§ **Given task**:
Rewrite the records below as a numbered list with every blank line removed.

++++ Extracted records ++++

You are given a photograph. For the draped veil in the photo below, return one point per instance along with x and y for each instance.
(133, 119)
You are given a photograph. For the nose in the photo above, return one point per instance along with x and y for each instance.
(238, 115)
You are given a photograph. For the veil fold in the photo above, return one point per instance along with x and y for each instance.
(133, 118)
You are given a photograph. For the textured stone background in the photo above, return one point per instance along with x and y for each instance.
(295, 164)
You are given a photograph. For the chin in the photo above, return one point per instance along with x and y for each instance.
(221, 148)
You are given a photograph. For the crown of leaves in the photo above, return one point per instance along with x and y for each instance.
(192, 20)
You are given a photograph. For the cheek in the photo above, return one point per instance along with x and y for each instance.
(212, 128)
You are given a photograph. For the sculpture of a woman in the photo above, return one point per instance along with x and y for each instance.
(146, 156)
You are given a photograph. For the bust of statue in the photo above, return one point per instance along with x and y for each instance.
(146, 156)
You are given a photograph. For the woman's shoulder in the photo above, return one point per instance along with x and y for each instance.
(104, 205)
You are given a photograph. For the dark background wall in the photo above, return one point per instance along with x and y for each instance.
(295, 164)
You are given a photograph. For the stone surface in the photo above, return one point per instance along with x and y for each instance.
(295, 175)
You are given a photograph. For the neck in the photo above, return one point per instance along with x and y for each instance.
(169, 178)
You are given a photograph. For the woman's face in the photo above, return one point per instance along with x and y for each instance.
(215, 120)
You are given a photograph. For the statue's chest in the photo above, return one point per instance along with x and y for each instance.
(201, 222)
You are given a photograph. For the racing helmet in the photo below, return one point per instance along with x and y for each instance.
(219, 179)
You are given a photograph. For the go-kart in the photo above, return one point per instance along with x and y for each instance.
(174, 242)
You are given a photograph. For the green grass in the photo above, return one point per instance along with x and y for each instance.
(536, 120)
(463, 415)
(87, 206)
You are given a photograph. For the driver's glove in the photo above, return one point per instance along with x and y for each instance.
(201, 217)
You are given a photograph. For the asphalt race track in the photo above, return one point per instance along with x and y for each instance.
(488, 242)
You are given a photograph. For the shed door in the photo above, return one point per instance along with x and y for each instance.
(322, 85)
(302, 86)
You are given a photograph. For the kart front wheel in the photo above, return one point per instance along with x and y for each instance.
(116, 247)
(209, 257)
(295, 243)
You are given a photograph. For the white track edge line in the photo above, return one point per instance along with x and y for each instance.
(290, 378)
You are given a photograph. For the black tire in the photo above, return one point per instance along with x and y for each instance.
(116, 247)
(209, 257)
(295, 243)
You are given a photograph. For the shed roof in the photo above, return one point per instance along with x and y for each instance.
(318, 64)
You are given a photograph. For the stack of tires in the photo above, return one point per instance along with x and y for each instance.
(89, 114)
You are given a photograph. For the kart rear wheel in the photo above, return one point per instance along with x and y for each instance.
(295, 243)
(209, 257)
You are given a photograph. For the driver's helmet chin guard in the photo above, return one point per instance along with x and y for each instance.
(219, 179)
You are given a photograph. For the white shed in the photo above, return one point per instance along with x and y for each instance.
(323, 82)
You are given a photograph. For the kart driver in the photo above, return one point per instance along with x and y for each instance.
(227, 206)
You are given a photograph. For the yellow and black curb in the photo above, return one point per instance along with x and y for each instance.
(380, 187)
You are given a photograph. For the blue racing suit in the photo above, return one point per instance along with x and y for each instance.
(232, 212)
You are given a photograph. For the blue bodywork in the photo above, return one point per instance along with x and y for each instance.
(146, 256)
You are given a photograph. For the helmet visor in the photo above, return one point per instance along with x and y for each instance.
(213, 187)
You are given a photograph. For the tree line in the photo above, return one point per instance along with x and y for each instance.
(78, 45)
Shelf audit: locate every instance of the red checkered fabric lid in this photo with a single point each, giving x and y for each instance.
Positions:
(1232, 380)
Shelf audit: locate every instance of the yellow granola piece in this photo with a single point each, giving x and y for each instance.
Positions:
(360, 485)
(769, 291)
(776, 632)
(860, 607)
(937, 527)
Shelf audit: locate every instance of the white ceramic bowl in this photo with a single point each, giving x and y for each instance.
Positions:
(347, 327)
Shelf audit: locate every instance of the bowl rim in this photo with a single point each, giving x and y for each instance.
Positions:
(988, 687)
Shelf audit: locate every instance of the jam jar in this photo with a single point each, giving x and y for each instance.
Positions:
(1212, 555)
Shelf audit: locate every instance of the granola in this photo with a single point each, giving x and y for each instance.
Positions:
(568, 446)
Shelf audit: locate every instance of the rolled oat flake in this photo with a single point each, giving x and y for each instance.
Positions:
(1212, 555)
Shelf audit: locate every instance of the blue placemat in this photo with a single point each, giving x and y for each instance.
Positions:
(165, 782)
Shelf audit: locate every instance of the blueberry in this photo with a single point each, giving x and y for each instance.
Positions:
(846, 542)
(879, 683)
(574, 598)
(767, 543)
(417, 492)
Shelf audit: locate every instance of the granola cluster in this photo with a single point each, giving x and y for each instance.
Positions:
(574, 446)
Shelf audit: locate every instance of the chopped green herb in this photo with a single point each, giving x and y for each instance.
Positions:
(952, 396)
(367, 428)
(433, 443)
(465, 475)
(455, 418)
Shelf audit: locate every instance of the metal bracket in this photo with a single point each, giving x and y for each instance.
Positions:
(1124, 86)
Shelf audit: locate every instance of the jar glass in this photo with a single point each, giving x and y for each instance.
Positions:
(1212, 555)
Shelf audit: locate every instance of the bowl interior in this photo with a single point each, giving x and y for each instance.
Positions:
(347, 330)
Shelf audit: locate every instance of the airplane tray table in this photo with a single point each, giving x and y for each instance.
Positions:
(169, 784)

++++

§ **Response for this exercise**:
1. You are given a photograph. For the draped veil in the photo below, return one point per instance along with x and y for each instance.
2. (133, 119)
3. You are given a photograph. For the nose in the photo above, return one point per instance along with x and y for each instance.
4. (238, 115)
5. You are given a photograph. For the veil fold in the photo above, return one point per instance along with x and y for each instance.
6. (133, 118)
7. You are given a photograph. For the textured stone background in the photo above, return one point per instance along with x and y for each instance.
8. (295, 164)
9. You are given a photograph. For the chin in the photo above, return one point per instance along with x and y for each instance.
10. (221, 148)
11. You are given a photograph. For the crown of leaves in the photo above, return one point per instance along with x and y for each instance.
12. (192, 20)
13. You are given a photograph. For the cheek in the photo above, return one point per instance along with x and y for each instance.
14. (212, 128)
15. You are given a photograph. For the sculpture of a woman in the photo above, return one point per instance along with x and y for each instance.
16. (146, 156)
17. You are given a photograph. For the bust of statue in the photo above, return one point per instance along with x and y for each instance.
18. (146, 156)
19. You are given a photograph. For the woman's shoulder in the photo above, return one point per instance along with x and y for each instance.
20. (104, 205)
21. You are given a photograph. For the dark background wall in the photo above, return one point per instance along with x and y for each instance.
22. (295, 164)
23. You are given a photograph. For the stone surface in the photo above, return one point per instance along with x and y for each instance.
24. (295, 175)
25. You are given a photograph. For the neck in the photo above, return one point per instance along with x and y for each instance.
26. (169, 178)
27. You are given a photograph. For the woman's face in the photo above, return one point per instance along with x and y for each instance.
28. (215, 120)
29. You are given a photograph. For the statue's chest in the photo above, return one point per instance along with x and y for each instance.
30. (201, 222)
31. You are given a photograph. For the racing helmet in the photo below, return one point per instance along with x and y for each instance.
32. (219, 179)
33. You are given a photograph. For the go-kart in the photo above, return one point per instance along with x and y for each instance.
34. (174, 242)
35. You are given a photograph. For the green grass in the photo above, return one point per instance along with x and y for each instance.
36. (536, 120)
37. (463, 415)
38. (87, 206)
39. You are given a photograph. For the driver's glove in the photo above, return one point per instance along with x and y for each instance.
40. (201, 217)
41. You are given a photograph. For the asphalt race track in the photo above, return one point per instance along with x and y for each instance.
42. (488, 242)
43. You are given a photograph. For the shed door in the photo above, return one point per instance along with x and y for each instance.
44. (322, 85)
45. (302, 86)
46. You are given a photograph. For the kart front wheel in the photo above, return one point per instance along with x and y for each instance.
47. (116, 247)
48. (209, 257)
49. (295, 243)
50. You are given a photograph. For the white track edge line in the photo above, return one point per instance along with x and y for each instance.
51. (290, 378)
52. You are given a photograph. For the black tire in the photo above, return one point per instance along with x and y for each instance.
53. (116, 247)
54. (209, 257)
55. (295, 243)
56. You are given a photograph. For the shed roof in the photo above, return one point per instance along with x and y for each instance.
57. (318, 64)
58. You are given a photograph. For the stack of tires in the photo above, return one point per instance along with x and y for each instance.
59. (89, 114)
60. You are given a photograph. For the kart rear wheel in the photo above, return one point per instance along with x and y for each instance.
61. (295, 243)
62. (209, 257)
63. You are given a photograph. For the driver's helmet chin guard in the photo above, return one point per instance along with x and y for each instance.
64. (219, 179)
65. You are given a photograph. For the white shed in the photo above, return one point per instance along with x and y for each instance.
66. (323, 82)
67. You are given a photograph. For the kart driver in the photo above, return one point per instance along with x and y for each instance.
68. (227, 206)
69. You are given a photograph. For the yellow and black curb in the photo above, return one point per instance along with x and y for each instance.
70. (380, 187)
71. You are given a photograph. For the blue racing suit in the photo above, return one point per instance along with x and y for each instance.
72. (232, 212)
73. You are given a photograph. For the blue bodywork in the photo above, return one point per instance along with x and y for each instance.
74. (146, 256)
75. You are given a photograph. For the helmet visor in the photo above, return one point per instance along with x and y for each instance.
76. (213, 187)
77. You are given a photograph. For the tree line in the photo above, return one point per instance along with x and y for each instance.
78. (78, 45)
79. Shelf audit: locate every instance of the red checkered fabric lid in this photo with a single point each, giving x and y for each instance.
80. Positions:
81. (1232, 380)
82. Shelf audit: locate every instance of the yellow granola piece in this photo with a single point each, giving x and y for each instance.
83. Positions:
84. (360, 485)
85. (769, 291)
86. (776, 632)
87. (860, 607)
88. (937, 527)
89. Shelf audit: locate every instance of the white ceramic bowl in this photo with a single point each, giving x and y for each instance.
90. Positions:
91. (347, 327)
92. Shelf audit: locate every instance of the bowl rim in this photo with a single point each, giving x and y for each instance.
93. Positions:
94. (988, 687)
95. Shelf audit: locate every instance of the jam jar in this photo with a single point each, giving x and y for each instance.
96. Positions:
97. (1212, 555)
98. Shelf audit: locate every instance of the granola in this photo with a single point each, giving x and y for each instance.
99. Positions:
100. (568, 446)
101. Shelf audit: locate every instance of the rolled oat flake in this photo with a single point each, giving x and y for each instance.
102. Positions:
103. (1212, 555)
104. Shelf audit: locate every instance of the blue placemat in this photo with a single point each, giving x and y for each instance.
105. Positions:
106. (165, 782)
107. Shelf audit: locate every instance of the blueberry in this photo with a single point each, giving x and y for each instance.
108. Positions:
109. (846, 542)
110. (879, 683)
111. (574, 598)
112. (767, 543)
113. (417, 492)
114. Shelf audit: locate every instance of the granola cluster in this photo with a single point each, giving x and y for each instance.
115. Positions:
116. (574, 446)
117. Shelf audit: locate every instance of the chopped green herb in this photo with a single point each, giving x and y for each instance.
118. Positions:
119. (952, 396)
120. (367, 428)
121. (433, 443)
122. (465, 475)
123. (455, 418)
124. Shelf audit: locate every instance of the metal bracket in this photo with a single point each, giving x and y for each instance.
125. Positions:
126. (1124, 86)
127. Shelf audit: locate every instance of the jar glass in this photo with a single point each, giving x and y for each instance.
128. Positions:
129. (1212, 555)
130. Shelf audit: locate every instance of the bowl interior in this photo with a single point each, giving x and y for each instance.
131. Positions:
132. (347, 330)
133. Shelf audit: locate every instance of the airplane tray table in this photo with a single point each, giving x and y for each instance.
134. Positions:
135. (169, 784)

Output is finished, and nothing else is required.